> _YOUR GOAL_:
Repeat the entries verbatim.

> _AVAILABLE DATA_:

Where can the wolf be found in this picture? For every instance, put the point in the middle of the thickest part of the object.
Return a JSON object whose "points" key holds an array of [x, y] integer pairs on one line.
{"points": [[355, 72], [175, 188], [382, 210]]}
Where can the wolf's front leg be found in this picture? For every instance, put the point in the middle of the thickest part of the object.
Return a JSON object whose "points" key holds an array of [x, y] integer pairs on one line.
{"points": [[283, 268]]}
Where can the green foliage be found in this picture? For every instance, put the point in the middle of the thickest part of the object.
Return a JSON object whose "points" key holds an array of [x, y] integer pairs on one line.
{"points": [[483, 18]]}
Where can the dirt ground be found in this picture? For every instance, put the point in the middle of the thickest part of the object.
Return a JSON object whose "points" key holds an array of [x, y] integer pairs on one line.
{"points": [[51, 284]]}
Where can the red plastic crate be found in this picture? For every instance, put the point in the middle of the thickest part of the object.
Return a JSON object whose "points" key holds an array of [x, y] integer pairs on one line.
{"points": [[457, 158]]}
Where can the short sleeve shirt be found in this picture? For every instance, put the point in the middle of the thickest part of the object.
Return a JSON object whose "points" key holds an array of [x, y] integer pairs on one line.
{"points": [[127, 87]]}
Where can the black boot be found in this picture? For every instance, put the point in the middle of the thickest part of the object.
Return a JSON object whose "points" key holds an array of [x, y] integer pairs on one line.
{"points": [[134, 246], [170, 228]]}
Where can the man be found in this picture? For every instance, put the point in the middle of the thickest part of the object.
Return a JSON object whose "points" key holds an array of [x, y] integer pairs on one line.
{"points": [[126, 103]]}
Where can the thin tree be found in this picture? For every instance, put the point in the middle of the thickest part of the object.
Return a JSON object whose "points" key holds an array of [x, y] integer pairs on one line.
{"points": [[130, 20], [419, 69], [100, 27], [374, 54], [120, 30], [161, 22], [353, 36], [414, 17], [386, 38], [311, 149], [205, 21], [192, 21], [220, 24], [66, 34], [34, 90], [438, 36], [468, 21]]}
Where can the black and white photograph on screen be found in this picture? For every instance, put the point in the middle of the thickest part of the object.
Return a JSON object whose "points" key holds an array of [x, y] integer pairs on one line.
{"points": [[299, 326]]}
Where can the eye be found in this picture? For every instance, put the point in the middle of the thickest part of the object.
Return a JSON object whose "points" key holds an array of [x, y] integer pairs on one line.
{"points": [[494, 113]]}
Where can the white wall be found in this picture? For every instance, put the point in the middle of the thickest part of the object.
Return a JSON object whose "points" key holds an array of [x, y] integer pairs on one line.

> _EXERCISE RESULT_:
Where can the wolf be found in this picture? For every instance, put the point in the middle of the thickest part of the object.
Return a JSON object whose "points" key holds an array of [x, y] integer pairs on one line.
{"points": [[355, 72], [175, 188], [382, 210]]}
Where can the wolf's front leg be found in this picture? For every instance, put the point in the middle of the thickest part of the object.
Return a JSON object whose "points" key holds an array of [x, y] integer pairs on one line.
{"points": [[283, 268]]}
Where can the green foliage be found in this picture? For every instance, put the point in the middle of the thickest part of the object.
Return a JSON object whose "points" key holds an array of [x, y] integer pairs on one line.
{"points": [[483, 18]]}
Where can the dirt ground be found in this picture? For every instance, put the point in the middle of the thickest part of the object.
Return a JSON object whose "points" key holds an array of [x, y] integer pairs on one line.
{"points": [[51, 284]]}
Where can the red plastic crate be found in this picture? For every instance, put the point in the middle of the thickest part of the object.
Return a JSON object whose "points" key holds an array of [x, y] integer pairs on one line.
{"points": [[457, 158]]}
Where can the short sleeve shirt be found in this picture? For every instance, put the point in the middle of the thickest part of the object.
Return a JSON object whose "points" key holds an array of [x, y] integer pairs on one line.
{"points": [[127, 87]]}
Where can the black boot be found in this picture? For every instance, put the point in the middle of the thickest part of the object.
Return a JSON object whose "points" key holds an array of [x, y] integer pairs on one line.
{"points": [[134, 246], [170, 228]]}
Where can the man be found in this picture? For every instance, put the point in the middle of the thickest part of the object.
Return a JSON object whose "points" key holds an array of [x, y] integer pairs on one line.
{"points": [[126, 103]]}
Where can the thin tree be found in this picture? For every instance, put the point in the middle of the thickest part of the object.
Return a JSON object whose "points" key holds an array of [x, y] integer pairs on one line.
{"points": [[130, 20], [419, 69], [100, 27], [374, 54], [120, 30], [161, 22], [353, 36], [414, 17], [386, 38], [311, 149], [205, 21], [192, 21], [220, 24], [66, 34], [34, 90], [438, 36], [468, 21]]}
Where can the black and white photograph on screen be found in this picture? For every instance, put the point in the middle of the thickest part of the object.
Return a JSON object whose "points" key holds an array of [x, y] integer pairs on one line.
{"points": [[299, 326]]}
Where can the eye be found in this picture? For every instance, put the point in the middle of the thickest part of the object.
Return a JSON object whose "points" key holds an array of [x, y] integer pairs on one line.
{"points": [[494, 113]]}
Where can the white wall be found in this picture? For every instance, put the point in the middle of the thickest part of the object.
Return a JSON object whose "points" key holds an array of [x, y] integer pairs on one line.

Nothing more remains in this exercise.